#### [TO DO]
In the listing below, the lines starting with the line with "shoulder, one point per instance" and going on through the line with "shelf, one point per instance" are to be reproduced exactly, and only those.

[[ RECORDS TO PROCESS open ]]

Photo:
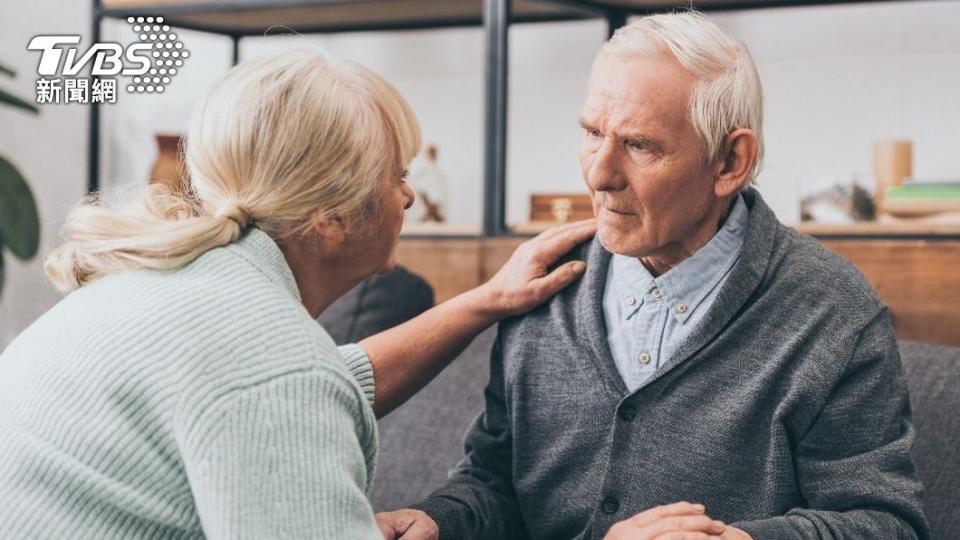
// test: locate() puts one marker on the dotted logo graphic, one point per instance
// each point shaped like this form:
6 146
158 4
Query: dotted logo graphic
167 55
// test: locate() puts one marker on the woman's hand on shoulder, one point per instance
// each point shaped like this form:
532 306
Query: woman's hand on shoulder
526 280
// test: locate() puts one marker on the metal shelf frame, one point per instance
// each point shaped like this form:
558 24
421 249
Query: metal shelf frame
496 19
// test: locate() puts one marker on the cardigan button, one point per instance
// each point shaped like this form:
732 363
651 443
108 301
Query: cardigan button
610 505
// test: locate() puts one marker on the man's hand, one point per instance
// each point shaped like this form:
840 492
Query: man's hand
408 525
677 521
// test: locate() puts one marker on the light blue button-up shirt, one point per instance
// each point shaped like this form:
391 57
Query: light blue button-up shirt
648 318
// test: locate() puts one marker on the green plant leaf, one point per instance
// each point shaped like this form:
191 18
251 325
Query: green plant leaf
14 101
19 220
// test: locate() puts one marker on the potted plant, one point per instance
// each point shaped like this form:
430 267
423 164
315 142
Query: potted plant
19 220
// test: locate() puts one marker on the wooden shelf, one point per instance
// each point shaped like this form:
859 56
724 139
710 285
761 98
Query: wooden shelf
254 17
875 229
643 6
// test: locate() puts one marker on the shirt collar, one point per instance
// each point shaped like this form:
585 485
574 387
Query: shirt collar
685 286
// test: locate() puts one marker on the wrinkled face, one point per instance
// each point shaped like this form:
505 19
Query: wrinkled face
380 245
640 156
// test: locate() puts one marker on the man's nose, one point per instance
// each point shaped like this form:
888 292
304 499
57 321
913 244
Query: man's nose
604 173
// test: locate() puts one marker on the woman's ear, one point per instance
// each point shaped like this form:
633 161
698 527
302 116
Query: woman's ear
740 154
319 235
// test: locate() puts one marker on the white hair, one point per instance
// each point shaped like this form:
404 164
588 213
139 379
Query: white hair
277 142
727 94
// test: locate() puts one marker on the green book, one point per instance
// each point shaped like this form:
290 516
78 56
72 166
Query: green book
928 191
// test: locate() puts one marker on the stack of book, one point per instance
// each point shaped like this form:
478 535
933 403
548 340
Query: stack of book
924 199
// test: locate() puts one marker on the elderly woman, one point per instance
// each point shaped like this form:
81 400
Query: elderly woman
183 388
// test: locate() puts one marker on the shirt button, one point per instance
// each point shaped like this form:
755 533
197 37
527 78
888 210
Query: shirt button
610 505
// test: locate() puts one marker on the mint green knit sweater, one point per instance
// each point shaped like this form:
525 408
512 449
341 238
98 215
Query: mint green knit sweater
200 402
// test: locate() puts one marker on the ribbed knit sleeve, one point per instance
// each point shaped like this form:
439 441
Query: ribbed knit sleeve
283 459
358 363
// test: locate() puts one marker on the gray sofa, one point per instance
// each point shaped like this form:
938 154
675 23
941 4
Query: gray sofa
423 439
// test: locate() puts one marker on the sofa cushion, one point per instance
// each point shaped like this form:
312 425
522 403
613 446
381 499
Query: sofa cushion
933 377
422 440
376 304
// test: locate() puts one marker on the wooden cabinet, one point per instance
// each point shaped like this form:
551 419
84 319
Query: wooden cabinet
916 272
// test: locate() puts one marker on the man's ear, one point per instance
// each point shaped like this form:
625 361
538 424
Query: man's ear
739 155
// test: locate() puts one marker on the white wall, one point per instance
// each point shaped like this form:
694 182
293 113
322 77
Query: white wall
836 78
49 149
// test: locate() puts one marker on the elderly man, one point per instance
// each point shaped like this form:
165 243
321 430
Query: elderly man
710 354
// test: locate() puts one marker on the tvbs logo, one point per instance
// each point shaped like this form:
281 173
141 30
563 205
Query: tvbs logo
108 58
149 64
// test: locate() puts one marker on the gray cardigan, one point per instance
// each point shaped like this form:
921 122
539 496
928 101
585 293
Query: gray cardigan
785 412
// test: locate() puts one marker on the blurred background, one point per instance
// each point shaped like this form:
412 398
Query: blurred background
858 94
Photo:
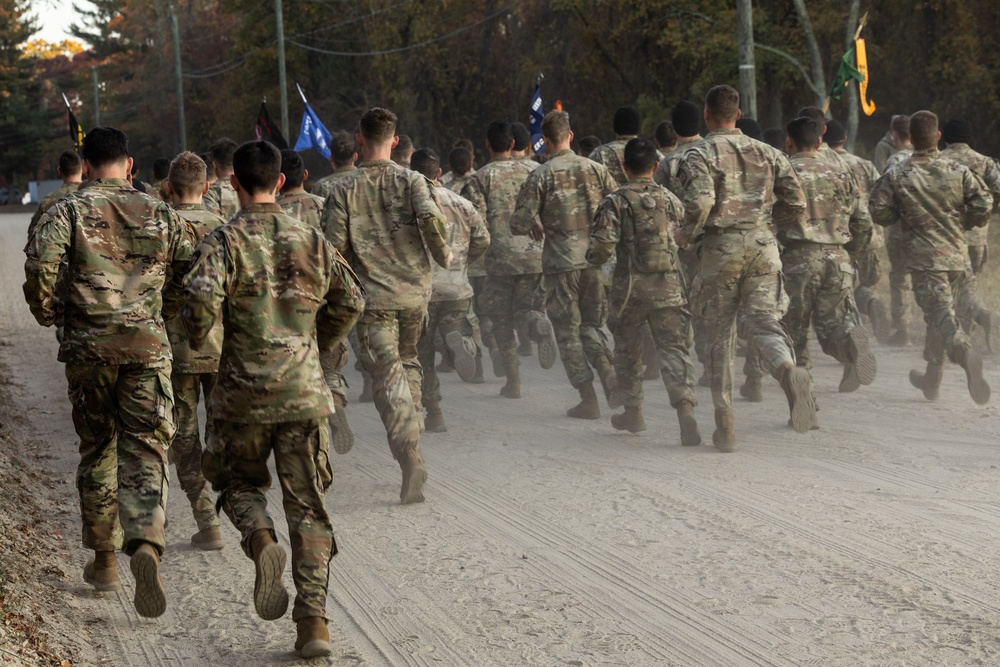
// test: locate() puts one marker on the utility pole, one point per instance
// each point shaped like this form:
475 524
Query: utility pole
748 70
182 125
280 24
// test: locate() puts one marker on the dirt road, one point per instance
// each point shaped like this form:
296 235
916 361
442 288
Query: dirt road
547 541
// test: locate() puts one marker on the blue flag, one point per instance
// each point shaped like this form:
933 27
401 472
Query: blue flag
313 134
535 121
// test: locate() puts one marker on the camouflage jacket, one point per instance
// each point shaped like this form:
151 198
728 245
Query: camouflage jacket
468 239
986 169
493 191
730 180
936 200
385 221
120 247
201 222
637 223
286 295
563 194
221 199
302 206
833 215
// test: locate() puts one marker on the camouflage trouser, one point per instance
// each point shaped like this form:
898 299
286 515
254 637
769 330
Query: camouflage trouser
388 340
513 302
899 277
443 317
185 449
577 307
741 270
936 293
820 283
672 333
235 461
124 417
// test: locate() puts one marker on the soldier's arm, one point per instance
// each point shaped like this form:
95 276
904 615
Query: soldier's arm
46 248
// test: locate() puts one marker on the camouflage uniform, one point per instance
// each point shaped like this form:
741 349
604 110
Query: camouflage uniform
729 182
934 200
514 294
638 222
385 221
286 295
120 247
563 194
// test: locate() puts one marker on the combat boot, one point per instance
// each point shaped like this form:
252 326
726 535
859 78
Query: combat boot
101 572
270 598
969 359
150 595
513 387
414 476
434 422
929 381
312 639
797 385
588 407
631 420
724 436
690 437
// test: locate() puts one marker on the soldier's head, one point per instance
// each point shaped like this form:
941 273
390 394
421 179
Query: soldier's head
556 131
640 158
426 162
186 181
722 107
665 136
460 161
294 170
924 130
627 122
256 172
499 137
343 151
105 154
803 135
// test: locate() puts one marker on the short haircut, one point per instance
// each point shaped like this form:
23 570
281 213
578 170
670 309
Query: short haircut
499 136
257 165
69 164
426 162
923 130
293 168
105 145
378 125
222 152
187 175
460 161
342 149
665 134
555 126
804 132
161 166
900 125
723 103
640 155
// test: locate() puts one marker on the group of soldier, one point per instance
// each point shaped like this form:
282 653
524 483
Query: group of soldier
236 286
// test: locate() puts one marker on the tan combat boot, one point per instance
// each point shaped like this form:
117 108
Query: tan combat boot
588 407
150 595
690 437
270 598
929 381
724 437
631 420
101 572
312 639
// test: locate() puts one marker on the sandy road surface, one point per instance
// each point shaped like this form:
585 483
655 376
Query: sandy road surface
547 541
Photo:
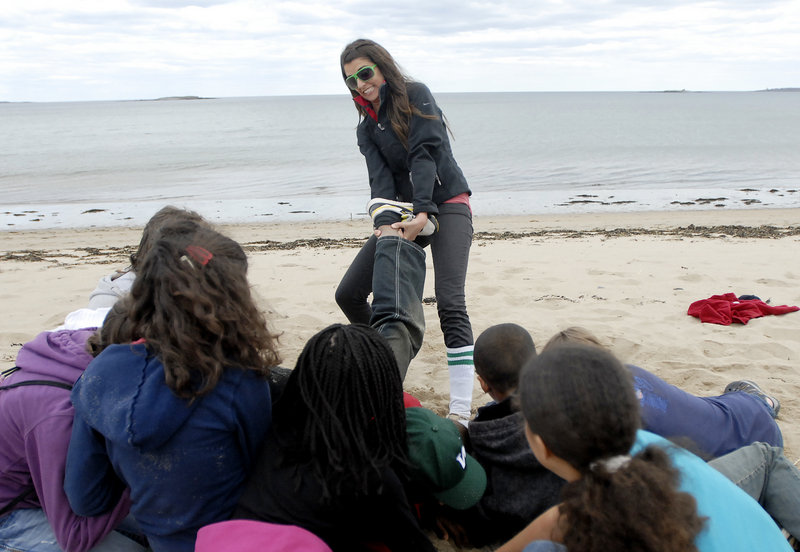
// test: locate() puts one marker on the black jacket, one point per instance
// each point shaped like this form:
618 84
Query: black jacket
425 174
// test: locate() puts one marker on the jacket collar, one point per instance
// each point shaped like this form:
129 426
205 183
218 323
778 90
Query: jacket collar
359 99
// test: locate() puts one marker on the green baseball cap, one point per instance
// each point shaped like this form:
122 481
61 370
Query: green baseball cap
439 461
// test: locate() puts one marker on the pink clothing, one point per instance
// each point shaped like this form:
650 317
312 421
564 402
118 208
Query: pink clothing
245 535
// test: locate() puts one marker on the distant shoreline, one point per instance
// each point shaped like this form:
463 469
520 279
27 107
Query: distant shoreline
666 91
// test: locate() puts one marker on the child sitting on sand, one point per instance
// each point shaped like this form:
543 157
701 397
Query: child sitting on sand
519 487
742 415
627 488
178 401
335 459
113 286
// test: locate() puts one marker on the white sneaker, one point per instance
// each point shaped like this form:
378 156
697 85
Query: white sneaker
405 210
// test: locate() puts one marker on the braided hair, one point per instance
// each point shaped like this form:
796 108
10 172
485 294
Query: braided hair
580 401
400 109
342 410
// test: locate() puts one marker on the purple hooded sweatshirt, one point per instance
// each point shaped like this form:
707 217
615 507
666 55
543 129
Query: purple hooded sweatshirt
35 434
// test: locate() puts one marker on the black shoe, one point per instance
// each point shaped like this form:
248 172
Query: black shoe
752 388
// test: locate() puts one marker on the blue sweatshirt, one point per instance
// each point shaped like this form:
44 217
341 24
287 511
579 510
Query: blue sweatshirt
184 461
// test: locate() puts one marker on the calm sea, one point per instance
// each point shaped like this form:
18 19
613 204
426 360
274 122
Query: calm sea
293 158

[[ RECORDS TO PROCESS closed ]]

#### [OUTPUT OF THE EXERCISE]
// test: locate() puts one marker on the woman's hand on shoulder, one point per instance
// each point shaped like this form:
532 306
Query: woman's hand on shoulder
526 280
// test: locate() puts one marker on the metal shelf frame, one point per instance
// each point shaped like this form:
558 24
421 249
Query: metal shelf frame
496 19
// test: locate() puts one marker on the cardigan button, one point per instance
// each point shaped like this form:
732 363
651 443
108 301
Query: cardigan button
610 505
// test: locate() puts one marker on the man's hand, one point per instance
// each point shaped like this form:
840 492
Query: man's hand
408 525
677 521
// test: locate() puts one marker on the light blue button-up shirt, one point per instance
// each point shaped like this form:
391 57
Query: light blue button-up shirt
648 318
// test: locate() puts one marker on the green plant leaf, one point per instance
// each point shaped like this form:
191 18
251 325
Query: green plant leaf
14 101
19 220
// test: locate() puts one marker on the potted plant, one point per instance
// each point shaped like this form:
430 267
423 164
315 142
Query: potted plant
19 220
// test: locate() puts one marker on the wooden shelf, one point per instance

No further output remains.